DIRECTIONS FOR THIS TASK = Update the records from the line with "Question. Locate the wall-mounted" up to and including the line with "x=142 y=353" so that "clock face" becomes "clock dial" throughout, leaving everything else as it is. Give back only those lines.

TASK MATERIAL =

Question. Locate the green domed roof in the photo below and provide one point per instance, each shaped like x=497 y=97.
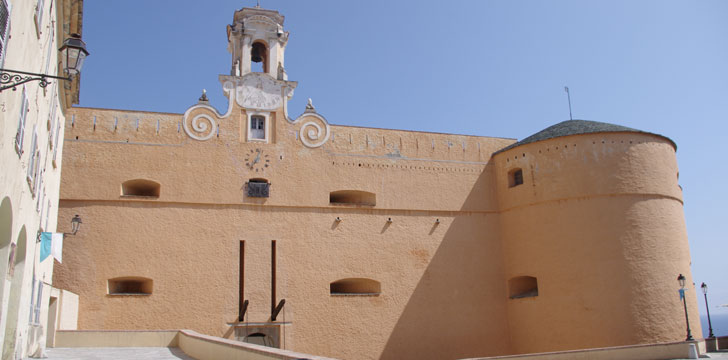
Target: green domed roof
x=577 y=127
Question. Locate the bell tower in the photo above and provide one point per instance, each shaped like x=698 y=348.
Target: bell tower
x=256 y=36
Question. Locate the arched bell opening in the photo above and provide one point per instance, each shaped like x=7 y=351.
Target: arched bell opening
x=259 y=57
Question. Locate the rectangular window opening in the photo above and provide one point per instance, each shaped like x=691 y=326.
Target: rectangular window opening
x=257 y=127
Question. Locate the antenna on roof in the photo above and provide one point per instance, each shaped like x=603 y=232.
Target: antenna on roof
x=566 y=88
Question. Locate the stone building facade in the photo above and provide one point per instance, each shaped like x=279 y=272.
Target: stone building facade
x=32 y=127
x=356 y=242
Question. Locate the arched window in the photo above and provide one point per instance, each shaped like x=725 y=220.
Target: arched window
x=140 y=187
x=355 y=286
x=522 y=286
x=130 y=286
x=352 y=197
x=259 y=54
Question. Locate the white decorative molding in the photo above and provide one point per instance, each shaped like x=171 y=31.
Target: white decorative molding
x=202 y=126
x=315 y=131
x=259 y=91
x=206 y=127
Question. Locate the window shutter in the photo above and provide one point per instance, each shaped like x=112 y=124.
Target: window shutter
x=32 y=162
x=49 y=55
x=4 y=28
x=21 y=123
x=39 y=14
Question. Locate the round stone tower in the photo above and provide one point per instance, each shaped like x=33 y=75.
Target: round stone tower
x=593 y=238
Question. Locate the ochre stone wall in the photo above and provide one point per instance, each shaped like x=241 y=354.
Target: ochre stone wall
x=440 y=282
x=599 y=222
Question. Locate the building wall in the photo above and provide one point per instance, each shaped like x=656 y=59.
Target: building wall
x=599 y=222
x=597 y=225
x=29 y=207
x=191 y=247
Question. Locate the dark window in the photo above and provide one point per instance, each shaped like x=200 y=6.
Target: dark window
x=522 y=286
x=257 y=127
x=355 y=286
x=130 y=286
x=4 y=28
x=258 y=188
x=140 y=187
x=352 y=197
x=515 y=177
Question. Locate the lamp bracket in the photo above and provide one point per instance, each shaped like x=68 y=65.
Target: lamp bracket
x=9 y=79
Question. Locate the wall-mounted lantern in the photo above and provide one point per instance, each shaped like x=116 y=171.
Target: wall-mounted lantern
x=73 y=53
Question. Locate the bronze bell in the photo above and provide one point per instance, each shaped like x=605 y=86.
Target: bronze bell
x=257 y=52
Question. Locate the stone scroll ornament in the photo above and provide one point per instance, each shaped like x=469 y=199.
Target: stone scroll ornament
x=202 y=126
x=315 y=130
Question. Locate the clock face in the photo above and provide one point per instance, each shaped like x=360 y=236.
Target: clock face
x=256 y=160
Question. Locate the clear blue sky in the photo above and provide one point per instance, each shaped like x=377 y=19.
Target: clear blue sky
x=491 y=68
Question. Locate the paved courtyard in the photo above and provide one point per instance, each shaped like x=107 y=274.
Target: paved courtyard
x=153 y=353
x=142 y=353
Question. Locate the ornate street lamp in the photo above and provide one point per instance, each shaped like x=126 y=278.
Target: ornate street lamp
x=705 y=295
x=681 y=280
x=73 y=52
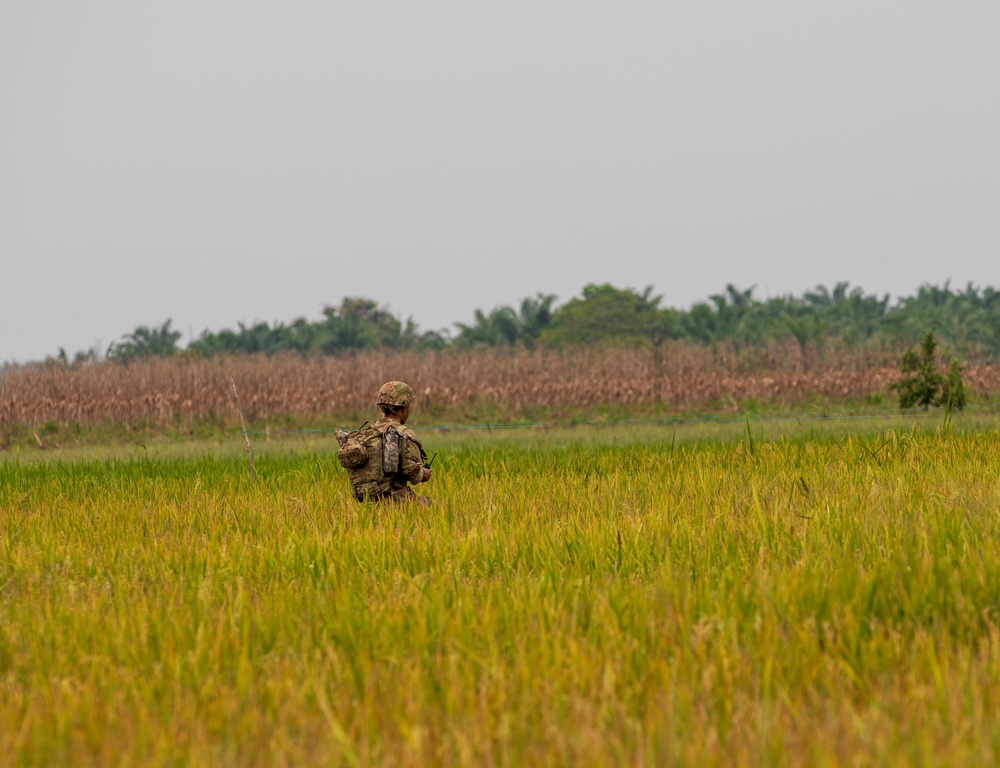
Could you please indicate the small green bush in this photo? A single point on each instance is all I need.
(924, 385)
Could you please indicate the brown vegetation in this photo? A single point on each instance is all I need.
(453, 384)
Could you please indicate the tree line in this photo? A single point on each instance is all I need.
(968, 321)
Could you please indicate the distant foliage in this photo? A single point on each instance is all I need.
(144, 342)
(968, 321)
(922, 384)
(357, 324)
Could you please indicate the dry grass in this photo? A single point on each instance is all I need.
(456, 384)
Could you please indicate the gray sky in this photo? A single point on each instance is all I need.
(216, 162)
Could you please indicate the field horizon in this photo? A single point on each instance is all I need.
(764, 593)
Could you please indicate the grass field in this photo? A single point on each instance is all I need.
(736, 594)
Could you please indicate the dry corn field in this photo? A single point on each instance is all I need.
(454, 384)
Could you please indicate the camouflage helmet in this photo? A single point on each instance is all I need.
(395, 393)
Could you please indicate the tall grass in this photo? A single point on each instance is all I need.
(801, 601)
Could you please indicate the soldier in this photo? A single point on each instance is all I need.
(382, 458)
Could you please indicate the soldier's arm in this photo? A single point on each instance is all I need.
(412, 459)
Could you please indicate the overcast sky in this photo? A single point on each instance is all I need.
(217, 162)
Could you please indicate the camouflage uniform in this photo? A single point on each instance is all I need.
(384, 457)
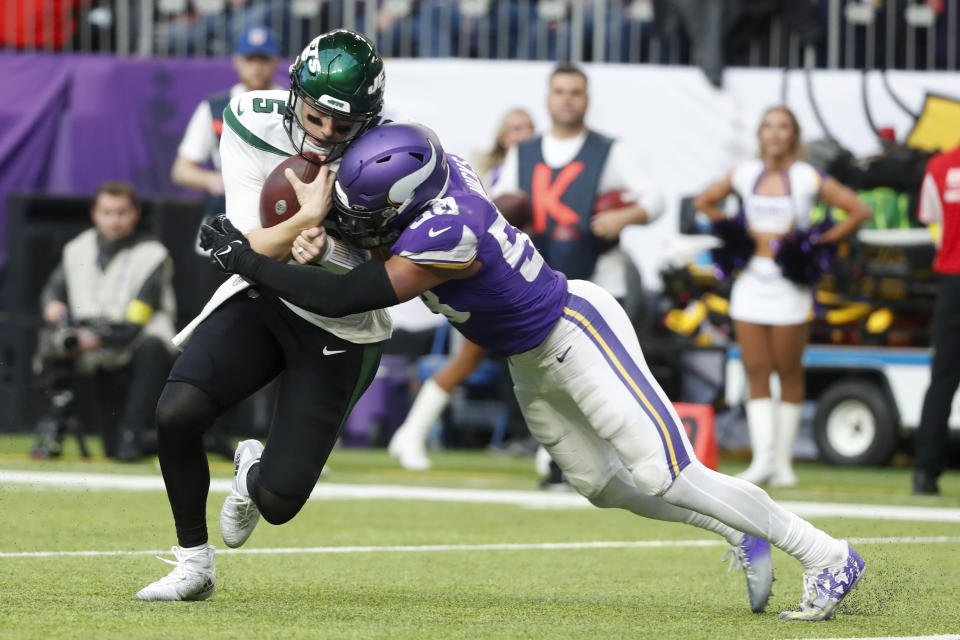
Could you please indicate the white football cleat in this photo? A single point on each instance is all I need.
(239, 515)
(411, 452)
(194, 577)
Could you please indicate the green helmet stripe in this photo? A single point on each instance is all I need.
(248, 136)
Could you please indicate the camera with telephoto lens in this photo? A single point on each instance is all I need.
(63, 340)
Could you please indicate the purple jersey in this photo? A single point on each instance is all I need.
(514, 300)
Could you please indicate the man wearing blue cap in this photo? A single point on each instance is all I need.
(255, 57)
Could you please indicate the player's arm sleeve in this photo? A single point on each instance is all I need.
(365, 288)
(930, 210)
(243, 173)
(55, 288)
(509, 180)
(198, 139)
(622, 171)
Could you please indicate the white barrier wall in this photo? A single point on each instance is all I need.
(684, 131)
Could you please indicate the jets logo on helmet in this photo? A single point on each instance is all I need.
(339, 75)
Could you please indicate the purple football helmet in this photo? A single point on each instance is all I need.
(385, 179)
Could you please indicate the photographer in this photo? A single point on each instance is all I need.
(109, 309)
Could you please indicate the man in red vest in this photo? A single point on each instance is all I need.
(940, 203)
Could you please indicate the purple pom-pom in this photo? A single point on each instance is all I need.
(802, 257)
(737, 248)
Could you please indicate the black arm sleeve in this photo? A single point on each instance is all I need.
(365, 288)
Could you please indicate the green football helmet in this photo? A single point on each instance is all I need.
(340, 75)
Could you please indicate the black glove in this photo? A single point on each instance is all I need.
(226, 244)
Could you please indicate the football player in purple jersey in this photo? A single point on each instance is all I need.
(579, 374)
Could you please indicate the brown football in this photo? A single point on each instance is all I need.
(515, 207)
(616, 199)
(278, 201)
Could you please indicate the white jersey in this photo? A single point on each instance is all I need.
(254, 142)
(777, 214)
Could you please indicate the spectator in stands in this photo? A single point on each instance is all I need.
(940, 204)
(515, 127)
(408, 443)
(113, 295)
(255, 59)
(772, 314)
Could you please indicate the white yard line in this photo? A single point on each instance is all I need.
(432, 548)
(949, 636)
(529, 499)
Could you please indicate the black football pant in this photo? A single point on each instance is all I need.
(931, 437)
(247, 342)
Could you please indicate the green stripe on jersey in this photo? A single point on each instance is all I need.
(368, 369)
(248, 136)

ANSWER FOR THE TASK =
Question. Locate the wall-mounted lantern in the photo above and provide one point per instance, each shaped like x=116 y=171.
Target: wall-mounted lantern
x=73 y=53
Question. Locate the bronze bell in the photo above and provide one point per instance, each shaped like x=605 y=86.
Target: bronze bell
x=257 y=52
Question. Locate the stone scroll ornament in the photo above and provide one point per instance, each shaped like x=469 y=199.
Target: stone scroll ornament
x=202 y=126
x=315 y=130
Question. Locate the clock dial in the photo above and provide one point per instance, each shaped like x=360 y=236.
Target: clock dial
x=256 y=160
Question. Locate the clear blue sky in the photo above and provide one point per instance, each shaped like x=377 y=19.
Target: clear blue sky
x=491 y=68
Question. Locate the paved courtyard in the photo above and provide one point per instance, each shaped like x=107 y=274.
Target: paved courtyard
x=153 y=353
x=142 y=353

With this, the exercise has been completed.